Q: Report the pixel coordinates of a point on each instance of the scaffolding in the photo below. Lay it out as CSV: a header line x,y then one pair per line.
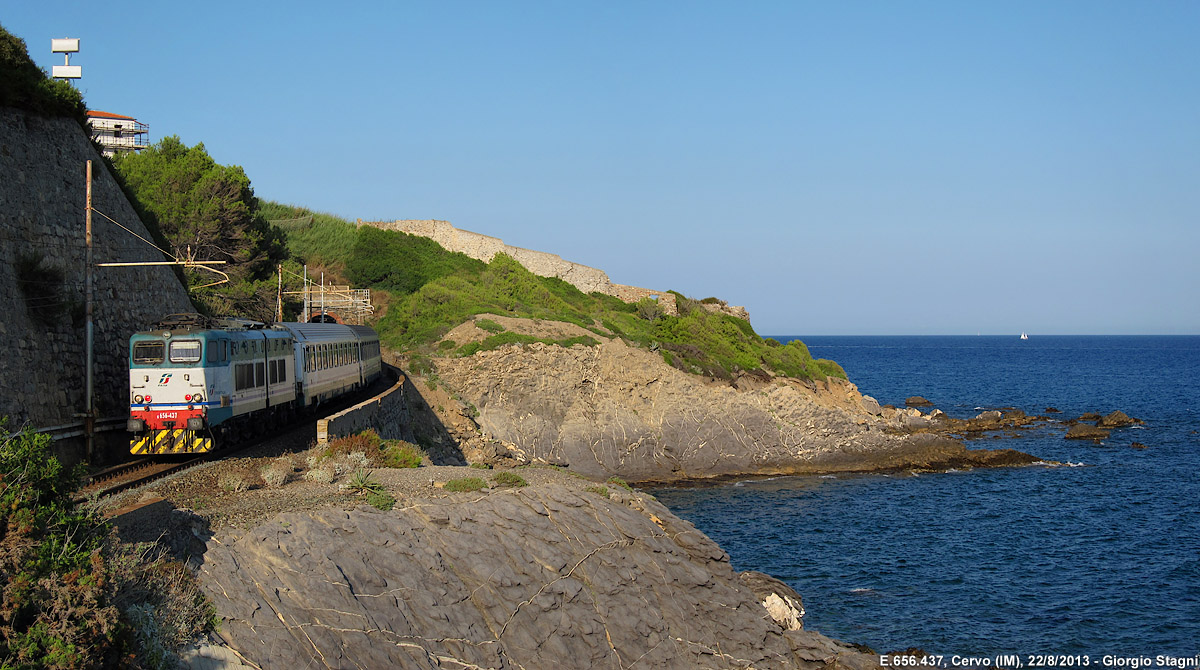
x,y
117,133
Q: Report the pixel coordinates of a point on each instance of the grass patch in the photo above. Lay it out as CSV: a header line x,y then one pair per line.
x,y
489,325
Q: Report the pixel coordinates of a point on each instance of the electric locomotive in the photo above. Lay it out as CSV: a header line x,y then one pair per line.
x,y
197,383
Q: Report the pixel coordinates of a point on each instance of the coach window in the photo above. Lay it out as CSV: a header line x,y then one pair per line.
x,y
184,351
148,352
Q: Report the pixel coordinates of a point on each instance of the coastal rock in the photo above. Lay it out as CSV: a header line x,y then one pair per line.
x,y
871,406
543,576
1117,419
1085,431
783,603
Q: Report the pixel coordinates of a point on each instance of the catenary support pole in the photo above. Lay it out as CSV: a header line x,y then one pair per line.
x,y
89,331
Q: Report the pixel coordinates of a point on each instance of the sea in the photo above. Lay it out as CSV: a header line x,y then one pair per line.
x,y
1096,556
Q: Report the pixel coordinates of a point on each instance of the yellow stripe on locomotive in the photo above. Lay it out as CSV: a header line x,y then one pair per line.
x,y
172,441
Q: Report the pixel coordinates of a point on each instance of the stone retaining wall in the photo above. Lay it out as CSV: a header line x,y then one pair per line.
x,y
42,214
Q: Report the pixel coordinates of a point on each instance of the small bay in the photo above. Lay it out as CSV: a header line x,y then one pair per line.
x,y
1097,556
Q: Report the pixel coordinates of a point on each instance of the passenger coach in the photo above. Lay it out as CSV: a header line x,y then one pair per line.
x,y
197,383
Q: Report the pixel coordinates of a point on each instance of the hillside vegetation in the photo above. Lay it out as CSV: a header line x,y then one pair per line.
x,y
431,289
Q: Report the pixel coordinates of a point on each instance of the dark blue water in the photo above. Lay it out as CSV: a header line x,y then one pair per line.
x,y
1098,558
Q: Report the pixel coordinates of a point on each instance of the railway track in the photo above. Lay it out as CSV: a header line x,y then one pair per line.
x,y
131,474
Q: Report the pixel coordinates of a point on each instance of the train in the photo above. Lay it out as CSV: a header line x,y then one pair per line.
x,y
198,383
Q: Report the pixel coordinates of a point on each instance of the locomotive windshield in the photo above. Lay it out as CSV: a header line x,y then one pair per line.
x,y
185,351
149,353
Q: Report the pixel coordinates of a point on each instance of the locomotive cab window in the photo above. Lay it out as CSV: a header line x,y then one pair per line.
x,y
149,353
185,351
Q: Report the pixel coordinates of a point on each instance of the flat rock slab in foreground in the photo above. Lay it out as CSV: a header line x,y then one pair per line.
x,y
543,576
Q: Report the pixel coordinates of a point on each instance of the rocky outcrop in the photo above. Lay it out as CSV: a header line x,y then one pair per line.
x,y
545,576
1117,419
618,410
1085,431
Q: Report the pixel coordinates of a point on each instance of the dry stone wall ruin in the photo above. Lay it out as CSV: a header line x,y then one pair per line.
x,y
485,247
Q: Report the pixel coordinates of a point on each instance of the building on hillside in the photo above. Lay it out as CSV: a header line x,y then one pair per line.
x,y
117,133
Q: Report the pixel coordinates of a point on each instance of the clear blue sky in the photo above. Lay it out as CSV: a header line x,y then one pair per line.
x,y
835,167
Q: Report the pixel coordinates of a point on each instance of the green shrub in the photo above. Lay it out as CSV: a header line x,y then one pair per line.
x,y
466,484
312,237
509,479
361,483
366,442
489,325
72,597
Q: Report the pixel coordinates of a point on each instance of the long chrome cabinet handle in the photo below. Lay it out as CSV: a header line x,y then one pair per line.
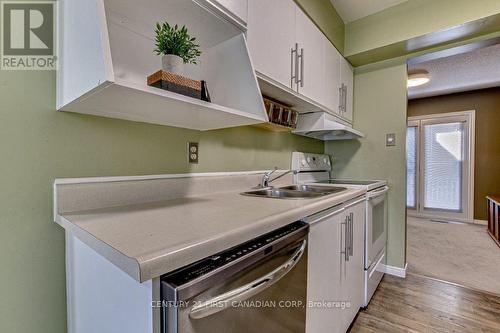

────────────────

TO BE DONE = Rewrite all the rows above, putting "image coordinates" wherever "pixel coordinates" appears and keeping everything else the same. Omit the pictures.

PROBLEM SOLUTION =
Q: Report the image coordinates of a point on each instance of the scaffolding in the photo below. Lay it out as CSV: a header line x,y then one pair per line.
x,y
117,133
Q: Report the image coordinates of a point on each instance of the grass patch in the photo above. Lay it out as CSV: a header line x,y then one pair per line.
x,y
489,325
Q: Report the image coordinates of a point on each instance of the electric locomotive in the photo above. Lay it out as CSV: a header line x,y then one pair per line.
x,y
197,383
Q: Report the image coordinates of a point on each instance of the coach window in the photo above. Lay it out as CSV: a header line x,y then one pair per line.
x,y
184,351
148,352
Q: Report the image coordinates of a point on each instance of the coastal rock in the photo above. Lay it out as CSV: a header line x,y then one pair per line.
x,y
871,406
543,576
1117,419
1085,431
783,603
Q: Report the image coordinates of a point on each instance of the catenary support pole in the photo above. Lay it out as CSV: a header line x,y then one pair per line.
x,y
89,331
Q: Report the image coordinates of a point on each instance of the sea in the photo above. Lay it out as CSV: a header line x,y then one pair per line.
x,y
1096,556
Q: Report the image coordinates of a point on each instance of the yellow stripe on locomotive in the photo above. Lay it out as CSV: a header line x,y then one pair per line.
x,y
172,441
Q: Report the image coordinates of a point on each instance of the stone retaining wall in the photo above. Lay it out as CSV: a header line x,y then one pair per line.
x,y
42,214
Q: Report the image coordinates of a point on each instance of the small bay in the photo above. Lay it out as CSV: a header line x,y then one pair per line.
x,y
1097,556
Q: Report the image coordinates of a point on each instance of the passenger coach in the photo above. Lay it out as CSV: a header line x,y then one pair per line.
x,y
197,383
Q: Report the image coordinates of a point on each instance of the hillside vegetation in the photo above. Lay it out as CSV: a header line x,y then one pair per line.
x,y
431,289
Q: Report the image coordinates of a point on each instance of the dark blue water in the photo above. Lay it out as CSV: a header line x,y then one pair per line.
x,y
1098,558
Q: Report the image coordinates of a point on each instance of the railway track in the photo above. Lay it out as CSV: a header line x,y then one pair per line.
x,y
131,474
Q: Report the image coordinates of a point on each instance of the train in the photo above. Lay it out as CSV: a header line x,y then one pair per line.
x,y
198,383
Q: Report the image coordinates of a point on each instance of the locomotive windshield in the photo above. Lay it out as CSV: a header line x,y then one pair per line.
x,y
185,351
149,353
Q: Report the image coordinates of a point on each instance of the locomotive cab window in the photo above. Lay it out as CSV: a header line x,y then one pair per line.
x,y
149,353
185,351
Q: Report the image coordinates of a point on each instance of the flat rock slab in foreground in the photo above. Lay it out as CSV: a header line x,y then one pair per line.
x,y
543,576
Q: Report the image coordinates of a point on each instance of the rocky outcrop in the photo above. Lay it out as CSV: a header line x,y then one pair per line.
x,y
545,576
1117,419
618,410
1085,431
Q: Report the image coordinates of a point on each instance of the dry stone wall ruin in the photo above. Lay it out as CSV: a header line x,y then one pair per line.
x,y
485,247
Q: Report the image coordinates of a point on each instance of the building on hillside in the photo above. Lay it out as CSV: a header line x,y then one pair per line.
x,y
117,133
Q: Report the image coordinates of a point on each instance of the clear blue sky in the photo above. Lay it out as CSV: a header line x,y then one pair per line.
x,y
835,167
Q: Report the image coordinates of a point on each instance of the green shrub in the photo above. Lay it out as CSV: a header line x,y then one pair per line.
x,y
466,484
312,237
509,479
361,483
366,442
489,325
72,597
Q: Report the image coordinates of a point on each instance of the long chrome cabinet handle in the photo below. Lay it out as CSV: a header line x,y then one pair per line.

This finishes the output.